Aim of the task:
Return all of the data verbatim, dropping any picture.

Study material:
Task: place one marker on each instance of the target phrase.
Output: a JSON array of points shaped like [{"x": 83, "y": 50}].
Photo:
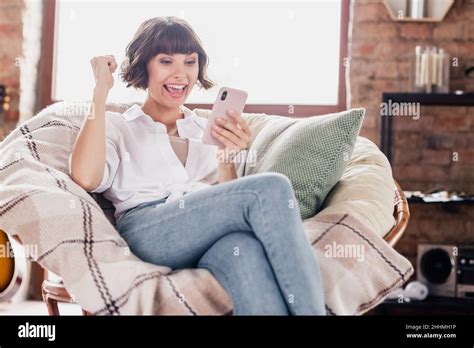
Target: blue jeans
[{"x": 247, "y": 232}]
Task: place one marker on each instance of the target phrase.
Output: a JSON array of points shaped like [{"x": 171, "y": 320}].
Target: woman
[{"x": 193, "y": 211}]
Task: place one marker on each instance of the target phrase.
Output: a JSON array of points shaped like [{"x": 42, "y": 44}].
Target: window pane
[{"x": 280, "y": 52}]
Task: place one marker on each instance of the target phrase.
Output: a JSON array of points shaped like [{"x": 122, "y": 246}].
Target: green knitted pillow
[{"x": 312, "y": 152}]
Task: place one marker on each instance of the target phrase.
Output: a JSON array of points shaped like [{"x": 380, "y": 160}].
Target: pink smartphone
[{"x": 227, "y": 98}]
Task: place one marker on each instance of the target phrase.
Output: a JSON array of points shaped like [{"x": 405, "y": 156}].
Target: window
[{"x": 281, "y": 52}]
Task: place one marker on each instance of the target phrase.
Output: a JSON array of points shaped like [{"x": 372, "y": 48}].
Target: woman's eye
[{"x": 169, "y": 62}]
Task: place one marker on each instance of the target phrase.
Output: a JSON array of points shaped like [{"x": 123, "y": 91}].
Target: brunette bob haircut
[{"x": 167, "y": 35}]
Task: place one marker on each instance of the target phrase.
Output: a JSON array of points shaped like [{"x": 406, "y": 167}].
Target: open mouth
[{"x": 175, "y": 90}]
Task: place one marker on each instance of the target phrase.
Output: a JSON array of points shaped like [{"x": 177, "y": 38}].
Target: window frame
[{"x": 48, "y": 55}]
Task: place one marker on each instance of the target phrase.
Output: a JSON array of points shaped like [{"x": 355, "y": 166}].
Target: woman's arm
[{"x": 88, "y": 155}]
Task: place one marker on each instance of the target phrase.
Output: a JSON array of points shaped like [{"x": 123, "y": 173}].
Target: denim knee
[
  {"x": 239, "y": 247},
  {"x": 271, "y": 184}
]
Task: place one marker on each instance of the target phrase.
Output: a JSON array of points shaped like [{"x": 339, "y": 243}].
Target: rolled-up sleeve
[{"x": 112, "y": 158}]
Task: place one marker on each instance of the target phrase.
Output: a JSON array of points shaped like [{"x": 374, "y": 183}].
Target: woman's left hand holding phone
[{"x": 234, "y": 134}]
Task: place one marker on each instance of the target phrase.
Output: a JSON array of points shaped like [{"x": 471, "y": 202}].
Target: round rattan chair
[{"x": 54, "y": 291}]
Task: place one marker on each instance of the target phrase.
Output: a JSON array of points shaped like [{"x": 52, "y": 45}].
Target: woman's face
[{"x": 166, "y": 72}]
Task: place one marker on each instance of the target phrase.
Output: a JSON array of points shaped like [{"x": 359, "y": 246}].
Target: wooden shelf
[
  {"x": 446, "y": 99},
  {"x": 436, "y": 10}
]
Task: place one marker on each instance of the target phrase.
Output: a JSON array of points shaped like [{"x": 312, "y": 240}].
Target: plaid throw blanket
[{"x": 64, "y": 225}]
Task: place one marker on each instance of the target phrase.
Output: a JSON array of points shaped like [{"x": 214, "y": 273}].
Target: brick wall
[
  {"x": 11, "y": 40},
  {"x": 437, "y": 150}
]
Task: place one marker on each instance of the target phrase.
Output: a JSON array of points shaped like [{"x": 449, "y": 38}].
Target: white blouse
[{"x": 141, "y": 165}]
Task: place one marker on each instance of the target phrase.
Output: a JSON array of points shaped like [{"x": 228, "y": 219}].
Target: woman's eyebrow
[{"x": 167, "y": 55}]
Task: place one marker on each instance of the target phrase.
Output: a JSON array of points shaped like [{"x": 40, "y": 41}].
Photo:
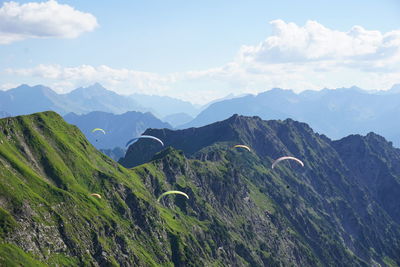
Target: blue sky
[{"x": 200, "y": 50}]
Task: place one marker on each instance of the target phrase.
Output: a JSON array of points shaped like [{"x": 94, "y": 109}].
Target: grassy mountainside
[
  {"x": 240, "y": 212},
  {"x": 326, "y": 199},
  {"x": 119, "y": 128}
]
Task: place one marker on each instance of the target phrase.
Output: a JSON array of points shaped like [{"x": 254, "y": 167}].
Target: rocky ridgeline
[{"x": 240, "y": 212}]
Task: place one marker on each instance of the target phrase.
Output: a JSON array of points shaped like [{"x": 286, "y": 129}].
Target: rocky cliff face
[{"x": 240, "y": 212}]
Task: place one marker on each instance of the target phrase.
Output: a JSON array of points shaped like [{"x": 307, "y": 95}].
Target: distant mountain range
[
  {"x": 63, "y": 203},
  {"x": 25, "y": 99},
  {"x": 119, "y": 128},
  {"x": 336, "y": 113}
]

Response to this task:
Task: place one marker on each instance of the target phrase.
Output: a JSON array of points shaped like [{"x": 83, "y": 50}].
Photo:
Target: blue jeans
[{"x": 247, "y": 232}]
Task: place one marker on each instance of the target phrase.
Output: a JSON array of points shaped like [{"x": 171, "y": 320}].
Target: woman
[{"x": 193, "y": 211}]
Task: place one marker on each instance of the target phrase.
Output: a JSON array of points shaped like [{"x": 42, "y": 44}].
Target: window pane
[{"x": 280, "y": 52}]
Task: place one marker on each instance of the target phrase.
Output: a JSON array of points shaped like [{"x": 122, "y": 246}].
Target: green knitted pillow
[{"x": 312, "y": 152}]
Task: place one marker on each instance of the target phrase.
Output: a JSON array of points shaped like [{"x": 380, "y": 160}].
Target: pink smartphone
[{"x": 227, "y": 98}]
Task: place one marker on each instance of the target phrase.
Output: a JSON array of points shaped like [{"x": 405, "y": 156}].
Target: window
[{"x": 281, "y": 52}]
Task: place one marker on each instance of the target phrase.
Output: a JSON array of points shaped like [{"x": 372, "y": 48}].
Target: woman's eye
[{"x": 169, "y": 62}]
Task: place one marker on each instance of the target phrase.
Output: a JSON array of points shaped like [{"x": 123, "y": 91}].
Target: brunette bob haircut
[{"x": 167, "y": 35}]
Task: place one marker on each instance of the target phrase.
Output: a JSON array of points shaped like [{"x": 406, "y": 167}].
Target: open mouth
[{"x": 175, "y": 90}]
Task: place one marker on each instance of the target phrase.
Output: a JSON array of points shaped like [{"x": 177, "y": 38}].
Target: window frame
[{"x": 48, "y": 55}]
Task: place one marker on each instance of the target phrase.
Output: a JSON array of points shaped like [{"x": 355, "y": 166}].
Target: woman's arm
[{"x": 88, "y": 155}]
Task: place one marker on each instance of the target phrase.
Output: a JSON array of points shaped like [{"x": 123, "y": 173}].
Target: denim knee
[
  {"x": 239, "y": 247},
  {"x": 271, "y": 184}
]
Task: place one marker on each instance of the target phrase.
Output: a JSON array of points shaped like [{"x": 339, "y": 243}].
Target: rolled-up sleeve
[{"x": 112, "y": 158}]
Task: place one marker on each instance of the target phrase.
Output: a JSON array of points shaped like [{"x": 374, "y": 183}].
Target: woman's left hand holding phone
[{"x": 234, "y": 134}]
Task: place one marker on each instance of the target phrase.
Output: a JSON array of points shaped like [{"x": 471, "y": 202}].
Target: round rattan chair
[{"x": 54, "y": 291}]
Task: place one marker on each instance of the target phrase.
Output: a JSON array of points shaped like [{"x": 52, "y": 45}].
Target: woman's face
[{"x": 166, "y": 72}]
Task: place one marker on each instance of the target phrase.
Output: a JSON array of points shaped like [{"x": 359, "y": 246}].
Target: wooden shelf
[
  {"x": 446, "y": 99},
  {"x": 436, "y": 10}
]
Task: place one marker on each instance of the target phrase.
Output: a JSON array of points shaped like [{"x": 312, "y": 240}].
Target: plaid throw blanket
[{"x": 64, "y": 225}]
Task: place one marker on each instance of the target phrase.
Output: a JSON array of points shaped like [{"x": 214, "y": 273}].
Target: brick wall
[
  {"x": 11, "y": 40},
  {"x": 437, "y": 150}
]
Task: place one marker on each instance of the target phrase.
Output: a JSON array of points shaped like [{"x": 449, "y": 38}].
Target: white blouse
[{"x": 141, "y": 165}]
Task: place one marker on each instance of the target phrase.
Output: a JSON array of points shaped like [{"x": 228, "y": 219}].
Target: woman's eyebrow
[{"x": 167, "y": 55}]
Task: place one marker on each instance of the target phrase.
Output: a JSON array of points shaped like [{"x": 40, "y": 41}].
Photo:
Target: blue sky
[{"x": 200, "y": 50}]
Task: place one marker on each instance of the target phrase.
Output: a JSON array of points shaped like [{"x": 94, "y": 109}].
Target: grassy mountainside
[
  {"x": 240, "y": 212},
  {"x": 326, "y": 199},
  {"x": 119, "y": 128}
]
Task: place one marker on each instance of the target phrase.
Output: a JSON array of points shaped like [{"x": 254, "y": 167}].
Target: rocky ridgeline
[{"x": 240, "y": 212}]
Task: place one marker on each instance of the target phrase.
Output: a JSON array of points shaped like [{"x": 286, "y": 129}].
Target: rocky cliff face
[{"x": 240, "y": 212}]
Task: place one marker on each instance of the target phrase.
Output: a JSON array of points shaped like [{"x": 307, "y": 95}].
Target: distant mountain range
[
  {"x": 63, "y": 203},
  {"x": 25, "y": 99},
  {"x": 119, "y": 128},
  {"x": 336, "y": 113}
]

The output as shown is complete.